Below are some records. Return exactly the lines from the one with "[[294, 536], [686, 291]]" to the one with "[[405, 287]]", and nothing else.

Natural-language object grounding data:

__________________________________________________

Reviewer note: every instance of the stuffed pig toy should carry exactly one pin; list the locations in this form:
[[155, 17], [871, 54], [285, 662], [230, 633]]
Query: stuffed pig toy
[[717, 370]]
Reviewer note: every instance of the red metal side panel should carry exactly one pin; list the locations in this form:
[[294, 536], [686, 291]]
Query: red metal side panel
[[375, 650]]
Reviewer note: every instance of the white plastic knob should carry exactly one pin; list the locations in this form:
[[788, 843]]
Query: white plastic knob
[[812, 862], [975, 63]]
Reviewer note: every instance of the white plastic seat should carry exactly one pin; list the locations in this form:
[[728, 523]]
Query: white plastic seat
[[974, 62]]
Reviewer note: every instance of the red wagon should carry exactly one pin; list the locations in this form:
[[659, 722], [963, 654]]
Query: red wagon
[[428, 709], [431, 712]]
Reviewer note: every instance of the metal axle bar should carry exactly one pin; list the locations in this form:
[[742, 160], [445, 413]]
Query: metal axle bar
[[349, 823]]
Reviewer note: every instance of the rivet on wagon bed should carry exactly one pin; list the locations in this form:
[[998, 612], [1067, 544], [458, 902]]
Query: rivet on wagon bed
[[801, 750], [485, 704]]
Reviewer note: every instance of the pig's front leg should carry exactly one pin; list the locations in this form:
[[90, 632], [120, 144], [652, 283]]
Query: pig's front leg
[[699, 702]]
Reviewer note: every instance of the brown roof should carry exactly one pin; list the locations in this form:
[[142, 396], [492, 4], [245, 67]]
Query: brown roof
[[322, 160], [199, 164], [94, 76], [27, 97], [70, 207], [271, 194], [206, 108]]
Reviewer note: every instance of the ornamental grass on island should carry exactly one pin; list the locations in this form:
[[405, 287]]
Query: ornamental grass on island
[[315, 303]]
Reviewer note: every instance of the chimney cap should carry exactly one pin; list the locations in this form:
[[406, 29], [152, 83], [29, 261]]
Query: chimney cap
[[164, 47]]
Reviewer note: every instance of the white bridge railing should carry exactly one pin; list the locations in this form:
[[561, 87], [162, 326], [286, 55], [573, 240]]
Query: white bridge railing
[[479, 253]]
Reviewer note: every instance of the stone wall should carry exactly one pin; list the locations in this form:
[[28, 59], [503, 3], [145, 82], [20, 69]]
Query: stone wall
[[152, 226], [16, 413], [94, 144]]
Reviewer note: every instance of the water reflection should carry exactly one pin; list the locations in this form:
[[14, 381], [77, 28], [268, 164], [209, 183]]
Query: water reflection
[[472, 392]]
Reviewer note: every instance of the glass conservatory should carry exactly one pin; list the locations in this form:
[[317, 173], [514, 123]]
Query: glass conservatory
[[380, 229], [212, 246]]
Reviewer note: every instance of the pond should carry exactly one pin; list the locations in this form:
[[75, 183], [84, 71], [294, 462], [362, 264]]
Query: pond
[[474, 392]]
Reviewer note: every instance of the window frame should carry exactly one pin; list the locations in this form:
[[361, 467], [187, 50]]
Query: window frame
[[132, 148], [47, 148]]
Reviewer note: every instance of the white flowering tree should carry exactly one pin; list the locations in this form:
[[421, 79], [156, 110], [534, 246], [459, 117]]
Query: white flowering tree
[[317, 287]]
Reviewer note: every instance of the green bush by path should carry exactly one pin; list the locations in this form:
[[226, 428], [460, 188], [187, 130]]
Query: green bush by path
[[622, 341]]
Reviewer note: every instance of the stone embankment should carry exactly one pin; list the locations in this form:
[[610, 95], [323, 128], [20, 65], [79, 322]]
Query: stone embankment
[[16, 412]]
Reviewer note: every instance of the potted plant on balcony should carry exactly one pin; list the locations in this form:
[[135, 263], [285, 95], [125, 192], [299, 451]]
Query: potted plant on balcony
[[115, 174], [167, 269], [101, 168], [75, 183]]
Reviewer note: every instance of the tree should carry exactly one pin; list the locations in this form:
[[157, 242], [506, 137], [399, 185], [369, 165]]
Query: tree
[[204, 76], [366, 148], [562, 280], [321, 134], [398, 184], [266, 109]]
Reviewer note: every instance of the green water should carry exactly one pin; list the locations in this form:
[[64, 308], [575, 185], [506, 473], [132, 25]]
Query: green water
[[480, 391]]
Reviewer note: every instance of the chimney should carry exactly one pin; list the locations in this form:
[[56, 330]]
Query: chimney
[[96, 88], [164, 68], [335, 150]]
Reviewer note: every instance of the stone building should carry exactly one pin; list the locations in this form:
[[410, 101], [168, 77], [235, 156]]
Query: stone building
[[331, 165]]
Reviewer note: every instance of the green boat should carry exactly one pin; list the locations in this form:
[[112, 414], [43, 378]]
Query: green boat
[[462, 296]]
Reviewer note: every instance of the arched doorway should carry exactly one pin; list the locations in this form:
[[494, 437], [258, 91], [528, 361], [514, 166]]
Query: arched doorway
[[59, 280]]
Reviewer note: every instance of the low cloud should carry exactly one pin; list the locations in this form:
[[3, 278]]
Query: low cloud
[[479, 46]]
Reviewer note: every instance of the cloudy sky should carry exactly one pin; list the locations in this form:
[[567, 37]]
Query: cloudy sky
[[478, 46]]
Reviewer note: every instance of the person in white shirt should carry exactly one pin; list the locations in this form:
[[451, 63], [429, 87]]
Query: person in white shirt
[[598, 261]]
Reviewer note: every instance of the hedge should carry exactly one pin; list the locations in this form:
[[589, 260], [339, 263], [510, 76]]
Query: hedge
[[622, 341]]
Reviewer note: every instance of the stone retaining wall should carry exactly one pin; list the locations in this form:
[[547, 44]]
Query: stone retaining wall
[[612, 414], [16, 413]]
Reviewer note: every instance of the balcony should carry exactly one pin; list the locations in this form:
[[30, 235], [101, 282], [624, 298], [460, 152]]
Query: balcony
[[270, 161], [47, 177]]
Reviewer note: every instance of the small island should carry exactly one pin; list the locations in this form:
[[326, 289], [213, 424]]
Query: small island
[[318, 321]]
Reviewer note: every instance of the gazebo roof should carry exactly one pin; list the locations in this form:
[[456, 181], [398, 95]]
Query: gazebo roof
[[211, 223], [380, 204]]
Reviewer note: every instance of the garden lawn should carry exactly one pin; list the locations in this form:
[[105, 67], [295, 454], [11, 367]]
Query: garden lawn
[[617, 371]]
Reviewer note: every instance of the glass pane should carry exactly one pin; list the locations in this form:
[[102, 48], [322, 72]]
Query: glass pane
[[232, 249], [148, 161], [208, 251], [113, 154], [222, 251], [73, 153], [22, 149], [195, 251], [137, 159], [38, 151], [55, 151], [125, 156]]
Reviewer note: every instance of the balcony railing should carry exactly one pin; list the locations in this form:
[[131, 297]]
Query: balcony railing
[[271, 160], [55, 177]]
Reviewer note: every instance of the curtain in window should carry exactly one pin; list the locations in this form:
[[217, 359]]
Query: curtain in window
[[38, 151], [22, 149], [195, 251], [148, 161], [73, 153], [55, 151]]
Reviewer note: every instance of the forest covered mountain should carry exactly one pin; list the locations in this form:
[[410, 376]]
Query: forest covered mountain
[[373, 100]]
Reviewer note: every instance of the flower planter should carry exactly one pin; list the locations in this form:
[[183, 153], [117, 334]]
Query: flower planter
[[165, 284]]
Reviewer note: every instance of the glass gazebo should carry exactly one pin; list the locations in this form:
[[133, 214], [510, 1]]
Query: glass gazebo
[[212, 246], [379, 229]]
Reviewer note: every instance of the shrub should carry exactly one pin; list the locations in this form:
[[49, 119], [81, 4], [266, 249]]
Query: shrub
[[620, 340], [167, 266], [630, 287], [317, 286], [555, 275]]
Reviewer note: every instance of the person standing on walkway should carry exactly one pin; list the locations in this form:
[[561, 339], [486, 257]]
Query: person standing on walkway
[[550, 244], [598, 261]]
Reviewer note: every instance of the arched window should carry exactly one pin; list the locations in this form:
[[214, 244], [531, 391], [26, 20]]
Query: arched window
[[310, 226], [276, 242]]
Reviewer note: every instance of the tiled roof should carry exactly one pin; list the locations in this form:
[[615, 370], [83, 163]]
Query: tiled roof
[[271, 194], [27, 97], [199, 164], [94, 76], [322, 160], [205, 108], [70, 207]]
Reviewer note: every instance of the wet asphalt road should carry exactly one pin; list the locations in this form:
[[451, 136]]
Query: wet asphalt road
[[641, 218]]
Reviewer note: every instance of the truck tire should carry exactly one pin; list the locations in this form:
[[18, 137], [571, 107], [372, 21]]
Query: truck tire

__________________________________________________

* **EXPECTED OUTPUT**:
[[294, 536], [686, 291]]
Query: red metal side panel
[[375, 650]]
Reviewer note: every instance of the white plastic knob should carry exactly one pin; list the locations in this form:
[[788, 843]]
Query: white plastic knob
[[812, 862], [975, 63]]
Reviewer note: every instance of the white plastic seat should carry exactly one pin; list the locations in this form:
[[728, 523]]
Query: white plastic seat
[[974, 62]]
Reviewer note: every instance of the red wagon should carry exactly one pin; list the locations in this form:
[[659, 722], [963, 654]]
Query: red wagon
[[428, 709], [431, 712]]
Reviewer note: every instance of the metal axle bar should carry exactly one pin; list the locations in this form:
[[742, 160], [445, 413]]
Query: metal axle bar
[[349, 823]]
Reviewer note: every instance of the rivet on wagon bed should carry exactly one pin; list the locations in this form:
[[998, 612], [1067, 544], [458, 902]]
Query: rivet on wagon bed
[[801, 750], [485, 704]]
Reviewer note: every instance of the pig's front leg should carry exactly one pin; list the locations in this form:
[[90, 632], [120, 144], [652, 283]]
Query: pig's front leg
[[699, 702]]
Reviewer note: every instance of the brown roof should carry exactly one pin; list the locations in this form:
[[142, 396], [492, 4], [245, 67]]
Query: brown roof
[[322, 160], [199, 164], [94, 76], [27, 97], [70, 207], [271, 194], [206, 108]]
Reviewer note: every instance of the ornamental grass on island should carry exactly one pin; list the locations in this form:
[[405, 287]]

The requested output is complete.